DATASET ENTRIES:
***
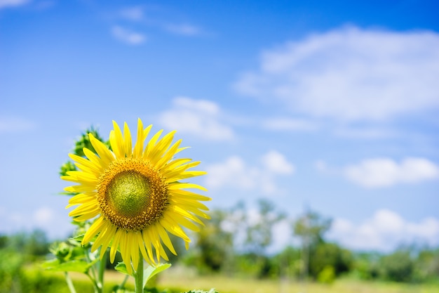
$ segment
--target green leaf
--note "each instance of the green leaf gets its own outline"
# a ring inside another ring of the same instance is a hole
[[[170,268],[170,263],[160,263],[155,268],[150,266],[143,270],[143,287],[144,288],[145,285],[147,285],[149,279],[157,275],[158,273],[163,272],[166,269]]]
[[[126,265],[123,261],[117,263],[117,265],[114,267],[114,269],[119,273],[122,273],[128,275],[133,275],[133,274],[128,273],[128,270],[126,269]]]
[[[59,259],[55,259],[43,263],[43,267],[48,271],[55,272],[79,272],[86,273],[95,262],[88,263],[86,261],[76,259],[62,263]]]

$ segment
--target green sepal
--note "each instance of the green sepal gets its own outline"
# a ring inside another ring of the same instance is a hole
[[[126,269],[126,265],[125,264],[125,263],[123,261],[121,261],[120,263],[117,263],[117,265],[116,265],[116,266],[114,267],[114,269],[116,271],[117,271],[118,272],[119,272],[119,273],[124,273],[126,275],[131,275],[131,276],[134,277],[134,274],[133,273],[128,273],[128,270]]]
[[[149,279],[157,275],[158,273],[163,272],[167,268],[170,268],[170,263],[160,263],[155,268],[149,266],[143,270],[143,287],[144,288]]]

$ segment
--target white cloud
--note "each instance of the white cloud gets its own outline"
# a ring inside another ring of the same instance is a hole
[[[344,219],[335,219],[328,237],[359,250],[391,251],[401,244],[413,242],[435,246],[439,245],[439,221],[429,217],[410,222],[393,211],[383,209],[359,224]]]
[[[29,2],[30,0],[0,0],[0,9],[5,7],[20,6]]]
[[[283,155],[271,150],[262,158],[262,164],[270,172],[276,174],[290,174],[295,171],[294,166],[287,161]]]
[[[366,188],[415,183],[439,178],[439,167],[424,158],[409,157],[398,163],[389,158],[368,159],[342,170],[349,181]]]
[[[382,120],[439,106],[439,34],[345,27],[265,51],[235,84],[293,112]]]
[[[113,27],[112,34],[119,41],[122,41],[130,45],[138,45],[144,43],[147,40],[144,34],[125,29],[118,25]]]
[[[260,158],[261,165],[249,166],[238,156],[206,167],[209,174],[205,184],[208,188],[236,188],[243,190],[257,190],[266,195],[282,193],[276,176],[293,174],[295,167],[277,151],[270,151]]]
[[[0,117],[0,134],[27,131],[34,129],[36,126],[34,122],[20,117]]]
[[[232,129],[222,122],[219,106],[210,100],[175,98],[173,108],[161,113],[158,121],[164,127],[204,139],[224,141],[234,138]]]
[[[313,131],[317,129],[318,126],[314,122],[304,119],[273,118],[264,121],[262,127],[276,131]]]

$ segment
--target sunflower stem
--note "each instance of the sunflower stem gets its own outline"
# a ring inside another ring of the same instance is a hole
[[[134,273],[135,293],[143,292],[143,257],[139,257],[137,269]]]
[[[69,287],[69,290],[70,290],[70,293],[76,293],[76,290],[75,290],[75,287],[73,285],[73,282],[72,282],[69,273],[64,272],[64,275],[65,276],[65,281],[67,283],[67,287]]]
[[[100,247],[101,249],[107,249],[102,247]],[[99,275],[97,284],[100,287],[101,292],[103,291],[104,289],[104,274],[105,273],[105,268],[107,267],[107,254],[104,254],[102,258],[99,261]]]

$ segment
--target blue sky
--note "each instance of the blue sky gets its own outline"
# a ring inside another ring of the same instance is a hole
[[[0,0],[0,232],[71,229],[93,124],[177,129],[210,207],[268,198],[356,249],[439,245],[434,1]],[[276,242],[290,241],[276,227]]]

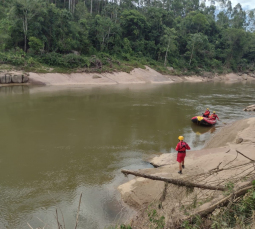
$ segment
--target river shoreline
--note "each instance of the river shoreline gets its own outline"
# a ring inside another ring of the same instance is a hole
[[[142,169],[139,172],[165,178],[185,179],[189,176],[206,173],[216,168],[219,164],[224,166],[233,159],[233,165],[249,161],[244,156],[237,157],[236,150],[255,160],[254,129],[255,117],[238,120],[222,127],[219,132],[211,137],[203,149],[187,152],[183,175],[177,173],[178,164],[176,162],[176,153],[165,153],[152,158],[149,162],[156,168]],[[228,172],[221,173],[221,178],[227,178],[228,176],[231,176]],[[146,216],[140,210],[147,208],[157,197],[162,195],[164,182],[134,177],[129,182],[120,185],[118,190],[121,193],[123,201],[138,212],[132,219],[131,224],[137,228],[143,228],[142,225],[146,221],[144,219]],[[217,198],[219,199],[219,197]],[[171,201],[171,199],[168,201]]]
[[[8,73],[9,74],[9,73]],[[10,74],[22,74],[10,72]],[[229,73],[225,75],[204,74],[204,76],[162,75],[146,66],[145,69],[135,68],[130,73],[34,73],[29,72],[29,85],[117,85],[117,84],[171,84],[176,82],[226,82],[255,81],[247,74]],[[1,86],[14,85],[1,84]],[[15,84],[17,85],[17,84]],[[19,85],[24,85],[20,83]]]

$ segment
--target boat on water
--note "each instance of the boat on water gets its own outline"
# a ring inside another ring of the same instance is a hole
[[[216,120],[206,118],[203,116],[195,116],[191,119],[191,121],[200,126],[213,126],[217,122]]]

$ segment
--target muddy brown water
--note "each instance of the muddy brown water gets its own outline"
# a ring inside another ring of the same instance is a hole
[[[184,135],[201,149],[224,123],[251,117],[255,84],[179,83],[98,87],[0,88],[0,228],[56,228],[63,213],[74,229],[125,222],[118,185],[121,169],[152,167],[146,159],[172,153]],[[191,117],[205,108],[220,119],[213,128]]]

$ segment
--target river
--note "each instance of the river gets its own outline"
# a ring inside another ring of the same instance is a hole
[[[159,153],[174,152],[184,135],[201,149],[221,126],[251,117],[255,84],[1,87],[0,228],[57,228],[62,214],[74,229],[124,222],[117,187],[131,178],[121,169],[152,167]],[[220,122],[194,126],[190,119],[209,107]],[[62,212],[62,213],[61,213]]]

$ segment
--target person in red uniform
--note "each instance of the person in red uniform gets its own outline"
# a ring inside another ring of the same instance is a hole
[[[218,115],[216,115],[216,113],[215,113],[215,111],[214,111],[214,112],[212,113],[212,115],[210,116],[210,119],[216,120],[216,118],[217,118],[218,120],[220,120],[219,117],[218,117]]]
[[[184,158],[186,156],[186,149],[190,150],[190,147],[186,142],[183,141],[184,139],[183,136],[179,136],[178,139],[179,139],[179,143],[177,144],[175,149],[178,151],[177,161],[179,162],[179,169],[180,169],[178,173],[182,174],[182,169],[185,168]]]
[[[209,115],[210,115],[209,108],[206,108],[206,111],[205,111],[205,113],[203,114],[203,117],[209,118]]]

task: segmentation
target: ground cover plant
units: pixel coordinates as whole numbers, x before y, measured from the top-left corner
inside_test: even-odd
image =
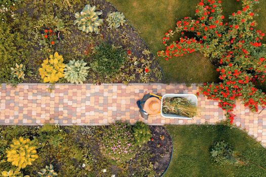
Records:
[[[0,134],[4,176],[160,176],[172,153],[165,128],[142,122],[0,126]]]
[[[243,130],[222,124],[166,127],[173,138],[174,151],[166,176],[259,177],[266,174],[266,149]],[[221,146],[217,145],[221,142]]]
[[[196,10],[198,17],[177,21],[176,29],[170,29],[163,38],[165,50],[158,52],[168,60],[198,51],[215,63],[221,81],[205,83],[200,89],[208,99],[219,101],[231,124],[236,99],[241,98],[252,111],[266,106],[265,93],[256,86],[266,75],[265,46],[262,43],[265,34],[254,29],[257,14],[254,7],[259,1],[242,2],[242,9],[230,16],[227,22],[223,20],[221,1],[201,1]],[[192,37],[187,37],[188,32]],[[179,40],[173,41],[175,33],[179,32]]]
[[[0,56],[3,59],[0,61],[0,82],[9,81],[14,85],[22,82],[126,84],[162,79],[153,54],[142,54],[148,50],[145,43],[125,20],[123,13],[104,0],[91,1],[89,4],[85,0],[5,3],[0,2]],[[96,49],[101,48],[102,43],[112,49],[120,49],[123,55],[107,50],[101,57],[94,58],[99,56]],[[69,72],[64,76],[63,70],[61,74],[56,68],[50,71],[47,68],[47,73],[43,69],[39,71],[44,61],[56,53],[64,59],[63,64],[83,60],[87,63],[84,66],[89,67],[88,75],[78,77],[73,73],[71,77],[73,77],[70,78]],[[109,57],[116,57],[117,54],[121,55],[123,62],[118,65],[109,62],[102,66],[101,62],[108,61]],[[95,63],[98,59],[101,60]],[[23,65],[24,77],[14,77],[11,68],[15,68],[16,64]],[[114,66],[116,72],[103,76],[103,72],[112,69]]]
***
TASK TO COMPLETE:
Gather every line of the records that contains the string "brown", treating uppercase and lowercase as distinct.

OUTPUT OF THE TASK:
--target muddy brown water
--note "each instance of the muddy brown water gets its own outline"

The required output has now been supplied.